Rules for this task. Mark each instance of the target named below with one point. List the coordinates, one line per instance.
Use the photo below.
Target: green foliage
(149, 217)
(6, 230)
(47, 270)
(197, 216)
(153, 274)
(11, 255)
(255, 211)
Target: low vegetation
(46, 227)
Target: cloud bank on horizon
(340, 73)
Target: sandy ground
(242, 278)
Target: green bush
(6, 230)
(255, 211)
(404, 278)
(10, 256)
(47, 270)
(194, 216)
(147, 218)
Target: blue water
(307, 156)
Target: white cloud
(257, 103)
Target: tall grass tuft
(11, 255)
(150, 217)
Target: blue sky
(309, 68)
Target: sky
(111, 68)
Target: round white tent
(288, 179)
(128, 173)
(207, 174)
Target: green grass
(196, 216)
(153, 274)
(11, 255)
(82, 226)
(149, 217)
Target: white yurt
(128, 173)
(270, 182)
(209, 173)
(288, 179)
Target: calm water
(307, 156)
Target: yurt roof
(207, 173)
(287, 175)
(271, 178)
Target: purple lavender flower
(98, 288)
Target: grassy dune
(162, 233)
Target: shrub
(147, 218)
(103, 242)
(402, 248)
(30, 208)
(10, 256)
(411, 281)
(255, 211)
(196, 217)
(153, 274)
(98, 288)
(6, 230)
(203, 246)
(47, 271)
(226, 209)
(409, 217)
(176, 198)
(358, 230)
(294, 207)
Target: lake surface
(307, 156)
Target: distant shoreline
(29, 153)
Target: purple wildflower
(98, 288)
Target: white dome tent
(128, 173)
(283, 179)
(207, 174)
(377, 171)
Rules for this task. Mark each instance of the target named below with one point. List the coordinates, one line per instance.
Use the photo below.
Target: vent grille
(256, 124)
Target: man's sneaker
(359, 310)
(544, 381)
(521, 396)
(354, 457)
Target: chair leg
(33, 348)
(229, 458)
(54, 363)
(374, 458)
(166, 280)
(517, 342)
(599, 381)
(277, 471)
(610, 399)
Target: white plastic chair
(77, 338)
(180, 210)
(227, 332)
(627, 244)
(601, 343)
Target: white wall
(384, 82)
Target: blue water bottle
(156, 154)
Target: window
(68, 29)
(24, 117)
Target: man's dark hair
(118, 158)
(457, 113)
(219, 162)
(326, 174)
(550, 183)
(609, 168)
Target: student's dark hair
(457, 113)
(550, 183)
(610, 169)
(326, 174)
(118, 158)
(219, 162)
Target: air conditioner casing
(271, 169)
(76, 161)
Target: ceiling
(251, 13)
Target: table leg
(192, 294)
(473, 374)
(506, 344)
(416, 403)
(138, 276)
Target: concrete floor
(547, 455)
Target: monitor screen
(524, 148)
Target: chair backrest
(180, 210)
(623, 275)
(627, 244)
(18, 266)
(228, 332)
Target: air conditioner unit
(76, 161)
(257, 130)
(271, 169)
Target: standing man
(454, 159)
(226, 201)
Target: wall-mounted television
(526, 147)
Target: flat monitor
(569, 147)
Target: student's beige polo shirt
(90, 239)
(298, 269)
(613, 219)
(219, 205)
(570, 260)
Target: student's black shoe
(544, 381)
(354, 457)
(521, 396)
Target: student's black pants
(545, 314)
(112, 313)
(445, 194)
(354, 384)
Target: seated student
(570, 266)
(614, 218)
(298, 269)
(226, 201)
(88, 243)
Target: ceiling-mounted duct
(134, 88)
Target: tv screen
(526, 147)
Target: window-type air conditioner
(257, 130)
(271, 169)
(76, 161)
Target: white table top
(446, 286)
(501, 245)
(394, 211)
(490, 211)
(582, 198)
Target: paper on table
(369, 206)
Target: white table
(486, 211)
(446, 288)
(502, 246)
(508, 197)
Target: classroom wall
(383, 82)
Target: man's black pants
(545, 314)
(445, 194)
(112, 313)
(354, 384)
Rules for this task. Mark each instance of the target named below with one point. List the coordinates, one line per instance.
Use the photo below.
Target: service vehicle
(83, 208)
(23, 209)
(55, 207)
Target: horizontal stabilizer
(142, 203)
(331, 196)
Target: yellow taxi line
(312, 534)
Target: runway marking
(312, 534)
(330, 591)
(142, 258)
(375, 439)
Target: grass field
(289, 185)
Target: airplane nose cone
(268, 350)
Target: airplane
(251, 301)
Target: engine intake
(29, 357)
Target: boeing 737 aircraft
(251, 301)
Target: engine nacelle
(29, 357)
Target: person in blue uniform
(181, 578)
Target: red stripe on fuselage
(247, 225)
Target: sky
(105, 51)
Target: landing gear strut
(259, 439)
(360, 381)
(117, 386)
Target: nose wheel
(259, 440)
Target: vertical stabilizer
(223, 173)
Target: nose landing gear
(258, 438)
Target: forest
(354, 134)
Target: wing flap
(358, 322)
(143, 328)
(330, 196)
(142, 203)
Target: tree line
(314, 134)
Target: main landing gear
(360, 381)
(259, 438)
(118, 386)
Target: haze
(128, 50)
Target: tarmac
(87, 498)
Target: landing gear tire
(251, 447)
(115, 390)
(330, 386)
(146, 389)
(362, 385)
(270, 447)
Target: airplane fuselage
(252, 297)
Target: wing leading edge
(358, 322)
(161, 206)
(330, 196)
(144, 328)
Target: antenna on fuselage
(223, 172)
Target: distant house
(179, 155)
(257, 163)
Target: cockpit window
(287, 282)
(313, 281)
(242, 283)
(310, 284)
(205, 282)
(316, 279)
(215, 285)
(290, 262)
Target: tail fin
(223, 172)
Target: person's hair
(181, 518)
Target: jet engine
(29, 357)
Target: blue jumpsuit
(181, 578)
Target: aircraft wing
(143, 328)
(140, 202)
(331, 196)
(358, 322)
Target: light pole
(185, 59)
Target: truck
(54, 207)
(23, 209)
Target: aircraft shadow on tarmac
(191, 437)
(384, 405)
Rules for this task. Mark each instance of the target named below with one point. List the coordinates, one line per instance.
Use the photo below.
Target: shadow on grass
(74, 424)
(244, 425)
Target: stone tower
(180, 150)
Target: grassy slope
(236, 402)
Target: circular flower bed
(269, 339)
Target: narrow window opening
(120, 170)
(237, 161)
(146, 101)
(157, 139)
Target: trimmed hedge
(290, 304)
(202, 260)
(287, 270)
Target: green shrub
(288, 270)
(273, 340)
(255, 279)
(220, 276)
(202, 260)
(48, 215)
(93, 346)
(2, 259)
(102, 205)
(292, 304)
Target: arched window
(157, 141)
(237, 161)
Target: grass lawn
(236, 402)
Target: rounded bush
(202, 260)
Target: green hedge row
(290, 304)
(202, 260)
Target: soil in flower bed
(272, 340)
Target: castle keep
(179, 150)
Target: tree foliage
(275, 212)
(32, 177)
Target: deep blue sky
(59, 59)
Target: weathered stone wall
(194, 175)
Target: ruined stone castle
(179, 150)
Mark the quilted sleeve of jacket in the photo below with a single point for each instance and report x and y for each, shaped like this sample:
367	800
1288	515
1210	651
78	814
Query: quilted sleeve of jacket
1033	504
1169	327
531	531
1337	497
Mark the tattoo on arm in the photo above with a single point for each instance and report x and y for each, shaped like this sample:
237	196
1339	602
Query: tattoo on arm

## TRY IT
From the entries above, list each line with "report" in it.

## YOUR SOLUTION
Mark the quilted sleeve of jacket in the photo below with a single point for each instance and report x and y for each, shaped like this sample:
Mark the tattoo on arm in the photo above with a single point for each instance and report x and y for each, shaped like this sample:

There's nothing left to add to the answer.